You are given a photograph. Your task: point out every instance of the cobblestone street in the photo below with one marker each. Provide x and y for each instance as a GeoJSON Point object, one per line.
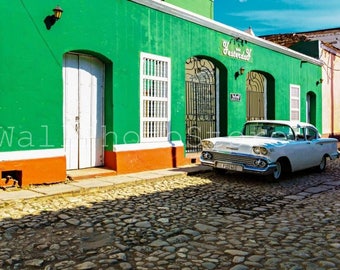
{"type": "Point", "coordinates": [202, 221]}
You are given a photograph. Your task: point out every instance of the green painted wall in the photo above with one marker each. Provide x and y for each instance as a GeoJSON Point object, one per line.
{"type": "Point", "coordinates": [31, 84]}
{"type": "Point", "coordinates": [202, 7]}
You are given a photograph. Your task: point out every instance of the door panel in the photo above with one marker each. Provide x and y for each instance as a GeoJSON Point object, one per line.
{"type": "Point", "coordinates": [84, 81]}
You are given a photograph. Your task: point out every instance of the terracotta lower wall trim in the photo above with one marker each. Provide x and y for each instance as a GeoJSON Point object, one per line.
{"type": "Point", "coordinates": [145, 160]}
{"type": "Point", "coordinates": [37, 171]}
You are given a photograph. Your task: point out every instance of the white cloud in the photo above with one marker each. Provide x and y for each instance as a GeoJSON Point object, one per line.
{"type": "Point", "coordinates": [297, 20]}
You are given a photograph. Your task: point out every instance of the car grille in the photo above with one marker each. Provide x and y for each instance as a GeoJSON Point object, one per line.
{"type": "Point", "coordinates": [246, 160]}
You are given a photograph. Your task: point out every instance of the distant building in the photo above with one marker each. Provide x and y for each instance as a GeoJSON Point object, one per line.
{"type": "Point", "coordinates": [325, 46]}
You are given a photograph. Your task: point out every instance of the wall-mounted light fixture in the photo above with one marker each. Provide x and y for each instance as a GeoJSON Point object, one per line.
{"type": "Point", "coordinates": [57, 12]}
{"type": "Point", "coordinates": [51, 19]}
{"type": "Point", "coordinates": [319, 81]}
{"type": "Point", "coordinates": [239, 72]}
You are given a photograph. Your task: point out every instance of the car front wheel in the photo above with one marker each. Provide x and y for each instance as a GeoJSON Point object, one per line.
{"type": "Point", "coordinates": [278, 171]}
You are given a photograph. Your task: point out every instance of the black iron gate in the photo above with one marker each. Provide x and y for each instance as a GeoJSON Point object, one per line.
{"type": "Point", "coordinates": [200, 103]}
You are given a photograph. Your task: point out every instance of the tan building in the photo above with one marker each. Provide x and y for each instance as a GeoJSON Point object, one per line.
{"type": "Point", "coordinates": [325, 46]}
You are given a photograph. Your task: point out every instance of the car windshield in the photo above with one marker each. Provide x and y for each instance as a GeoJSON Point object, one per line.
{"type": "Point", "coordinates": [272, 130]}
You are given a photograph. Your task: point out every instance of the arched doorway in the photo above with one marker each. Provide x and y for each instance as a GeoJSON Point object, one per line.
{"type": "Point", "coordinates": [201, 102]}
{"type": "Point", "coordinates": [311, 108]}
{"type": "Point", "coordinates": [83, 110]}
{"type": "Point", "coordinates": [256, 87]}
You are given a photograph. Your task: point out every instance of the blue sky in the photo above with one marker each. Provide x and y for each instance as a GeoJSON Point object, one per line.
{"type": "Point", "coordinates": [278, 16]}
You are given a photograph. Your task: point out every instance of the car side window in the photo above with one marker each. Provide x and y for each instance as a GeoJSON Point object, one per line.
{"type": "Point", "coordinates": [300, 134]}
{"type": "Point", "coordinates": [311, 134]}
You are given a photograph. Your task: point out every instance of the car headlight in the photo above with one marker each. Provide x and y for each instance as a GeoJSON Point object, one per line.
{"type": "Point", "coordinates": [207, 145]}
{"type": "Point", "coordinates": [259, 150]}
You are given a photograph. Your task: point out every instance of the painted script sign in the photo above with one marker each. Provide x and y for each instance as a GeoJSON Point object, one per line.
{"type": "Point", "coordinates": [236, 50]}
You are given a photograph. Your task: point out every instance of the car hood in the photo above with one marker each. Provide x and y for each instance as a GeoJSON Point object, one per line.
{"type": "Point", "coordinates": [244, 144]}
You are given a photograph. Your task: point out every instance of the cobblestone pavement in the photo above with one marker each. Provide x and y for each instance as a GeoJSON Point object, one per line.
{"type": "Point", "coordinates": [202, 221]}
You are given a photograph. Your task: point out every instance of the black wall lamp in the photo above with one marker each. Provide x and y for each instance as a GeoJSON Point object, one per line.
{"type": "Point", "coordinates": [51, 19]}
{"type": "Point", "coordinates": [239, 72]}
{"type": "Point", "coordinates": [319, 81]}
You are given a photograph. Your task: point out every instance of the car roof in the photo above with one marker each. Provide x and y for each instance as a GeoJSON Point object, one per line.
{"type": "Point", "coordinates": [293, 124]}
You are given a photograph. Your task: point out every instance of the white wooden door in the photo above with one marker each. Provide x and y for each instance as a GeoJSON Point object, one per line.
{"type": "Point", "coordinates": [83, 111]}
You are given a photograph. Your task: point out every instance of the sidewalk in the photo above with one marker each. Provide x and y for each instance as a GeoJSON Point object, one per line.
{"type": "Point", "coordinates": [90, 184]}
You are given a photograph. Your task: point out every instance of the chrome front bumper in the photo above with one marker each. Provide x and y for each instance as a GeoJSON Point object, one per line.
{"type": "Point", "coordinates": [243, 163]}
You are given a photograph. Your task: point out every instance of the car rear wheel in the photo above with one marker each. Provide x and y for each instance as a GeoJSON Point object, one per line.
{"type": "Point", "coordinates": [322, 166]}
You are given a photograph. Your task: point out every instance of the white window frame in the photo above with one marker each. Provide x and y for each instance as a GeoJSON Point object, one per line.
{"type": "Point", "coordinates": [155, 103]}
{"type": "Point", "coordinates": [295, 98]}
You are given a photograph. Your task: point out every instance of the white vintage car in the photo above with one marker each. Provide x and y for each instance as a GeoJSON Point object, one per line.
{"type": "Point", "coordinates": [271, 148]}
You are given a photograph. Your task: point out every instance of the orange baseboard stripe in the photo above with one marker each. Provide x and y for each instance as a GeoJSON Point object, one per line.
{"type": "Point", "coordinates": [145, 160]}
{"type": "Point", "coordinates": [37, 171]}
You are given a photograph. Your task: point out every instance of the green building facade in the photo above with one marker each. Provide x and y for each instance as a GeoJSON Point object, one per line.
{"type": "Point", "coordinates": [134, 85]}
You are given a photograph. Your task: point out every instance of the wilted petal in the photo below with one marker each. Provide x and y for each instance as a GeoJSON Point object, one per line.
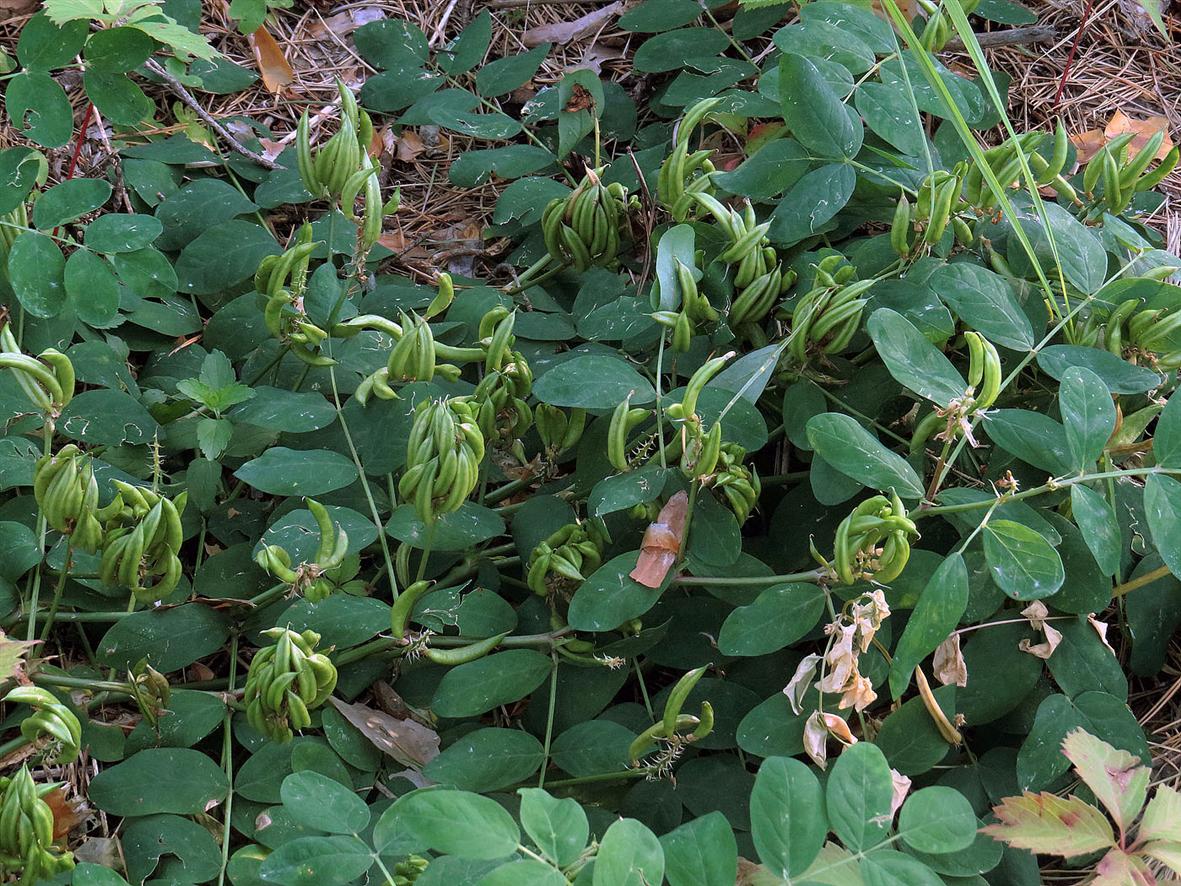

_ _ _ _ _

Task to complete: Could every line above be set down exactly, with the pictures omitted?

Reply:
You are given a photograph. Your task: point out every instance of the cobblestone street in the photo below with one marker each. Provide x and y for each instance as a GeoJSON Point object, one per line.
{"type": "Point", "coordinates": [202, 221]}
You are given a photograph. Your task: point out every instance of the green painted wall in the photo above with one marker each. Provide x and y for each instance as a GeoJSON Point object, one per line.
{"type": "Point", "coordinates": [31, 84]}
{"type": "Point", "coordinates": [202, 7]}
You are given a photograph. Your task: point out every instance of the door panel in the photo above with one marker each. Provide x and y for each instance as a GeoJSON Point object, one per line.
{"type": "Point", "coordinates": [84, 81]}
You are given a photograph. Your task: point out every instance of the terracotta lower wall trim in the photo above with one marker each. Provide x and y for each instance as a GeoJSON Point object, one per line.
{"type": "Point", "coordinates": [145, 160]}
{"type": "Point", "coordinates": [37, 171]}
You are given a photograph. Your task: point out every instance of the white cloud in the photo above with one marker each. Provide x and y for each instance as a GeoJSON Point object, one per line.
{"type": "Point", "coordinates": [297, 20]}
You are given a photograph. Your task: point out every instance of the car grille in the photo above with one marker each. Provide x and y for each instance as a GeoJSON Point object, one per line.
{"type": "Point", "coordinates": [246, 160]}
You are given a photograph. Your task: point out every instance of the distant building in the photo above with one marker each. Provide x and y for each instance as a GeoJSON Point object, one per line.
{"type": "Point", "coordinates": [325, 46]}
You are given a photograph. Your task: point out every instance of the wall-mounted light fixture in the photo above with one marker each. Provide x and y for each instance as a GeoJSON Point object, one per line.
{"type": "Point", "coordinates": [57, 12]}
{"type": "Point", "coordinates": [51, 19]}
{"type": "Point", "coordinates": [319, 81]}
{"type": "Point", "coordinates": [239, 72]}
You are given a photograph. Your task: point out every instance of the car front wheel in the photo above with one marker each. Provide x and y for each instance as a GeoJSON Point object, one per line.
{"type": "Point", "coordinates": [278, 171]}
You are given a photograph. Your task: point out every instance of the black iron gate in the photo above with one marker each. Provide x and y for each instance as a GeoJSON Point object, one per line.
{"type": "Point", "coordinates": [200, 103]}
You are given a photograph. Your task: point out every instance of the tan building in the photo above with one marker each. Provide x and y for each instance as a GeoJSON Point object, one per line.
{"type": "Point", "coordinates": [325, 46]}
You are given a photograph. Your task: point out every instance of the car windshield in the photo above with one marker each. Provide x and y for each instance as a GeoJSON Point object, one per line.
{"type": "Point", "coordinates": [272, 130]}
You are given a photograph. Your task: point out every instance of the arched doorway in the photo above with one marker each. Provide x and y for each instance as a GeoJSON Point object, one per line.
{"type": "Point", "coordinates": [201, 102]}
{"type": "Point", "coordinates": [311, 108]}
{"type": "Point", "coordinates": [83, 110]}
{"type": "Point", "coordinates": [256, 87]}
You are given a photograph. Your task: point out every instance of the blue sky in the photo above with one marker each. Provide x and y for each instance as a GeoJSON Point object, one per line.
{"type": "Point", "coordinates": [278, 16]}
You are given a photograph. Your task: point out every instance of the car side window in the photo above with one marker each. Provide x and y for each instance as a GeoJSON Point object, one per line.
{"type": "Point", "coordinates": [300, 134]}
{"type": "Point", "coordinates": [311, 134]}
You are given a photograph. Your task: point out every instance of the car headlight in the photo above with one marker each. Provide x and y for each instance as a GeoJSON Point object, one per line.
{"type": "Point", "coordinates": [207, 145]}
{"type": "Point", "coordinates": [259, 150]}
You are given a photograph. Your task: point out every instance of the painted script sign in the photo above with one marker each. Provide x and y for each instance as a GeoJSON Point object, one per line.
{"type": "Point", "coordinates": [236, 50]}
You are given a photograph. Your task: point out every instance of the car hood in the photo above with one marker each. Provide x and y for each instance as a GeoJSON Point object, one per line.
{"type": "Point", "coordinates": [244, 144]}
You are given a photograph. Your task: point out every instance of the cobblestone pavement in the photo above with one marker each. Provide x and y for each instance as a GeoJSON Point object, one per line.
{"type": "Point", "coordinates": [202, 221]}
You are given a photograph. Your task: point out every instance of the black wall lamp in the photo above with one marker each. Provide x and y for each instance as a GeoJSON Point object, one per line.
{"type": "Point", "coordinates": [51, 19]}
{"type": "Point", "coordinates": [239, 72]}
{"type": "Point", "coordinates": [319, 81]}
You are given a photograph. Your task: point out every instance of the car roof in the photo above with one marker each. Provide x and y for each instance as a GeoJSON Point object, one per line.
{"type": "Point", "coordinates": [293, 124]}
You are given a photograph. Your task: point out every instance of the white wooden door in the photo above with one marker each. Provide x and y for each instance as a GeoJSON Point object, one per line.
{"type": "Point", "coordinates": [83, 111]}
You are given a photograph. Your task: point out every instance of the sidewalk in the photo above with one marker each. Provide x and y for each instance as a GeoJSON Point object, one per line.
{"type": "Point", "coordinates": [90, 184]}
You are given a photograph. Your task: point out every instance of the chrome front bumper in the photo above with one marker each. Provide x and y for each instance as a GeoJSON Point object, one per line.
{"type": "Point", "coordinates": [243, 163]}
You are given a photograph. Your task: point out every instance of the car rear wheel in the photo above with one marker each. Provide x and y for each instance as a GeoJSON Point object, one per line.
{"type": "Point", "coordinates": [322, 166]}
You are given a photograph. Your task: point out every instance of the white window frame in the photo above with one marker each. Provide x and y for each instance as a GeoJSON Point object, one per line.
{"type": "Point", "coordinates": [155, 103]}
{"type": "Point", "coordinates": [295, 98]}
You are given a photograph. Your task: point out every instance of the white vintage car in the photo above with one marker each. Provide x and y for each instance as a GeoJSON Point object, one per line.
{"type": "Point", "coordinates": [271, 148]}
You are given a photograph. Your task: point out every instance of the orange baseboard stripe in the photo above with one marker each. Provide x and y for each instance as a GeoJSON Point object, one per line.
{"type": "Point", "coordinates": [145, 160]}
{"type": "Point", "coordinates": [37, 171]}
You are given a photograph. Your task: point out every instance of the green building facade in the photo above with one marker each. Provide x and y for each instance as a GeoJSON Point object, one per line.
{"type": "Point", "coordinates": [134, 85]}
You are given a photograph. Your task: point out every instance of the wilted petal in the photo below with one marker each. Provide x and y for each instance as a GeoJSON Point object, one per line.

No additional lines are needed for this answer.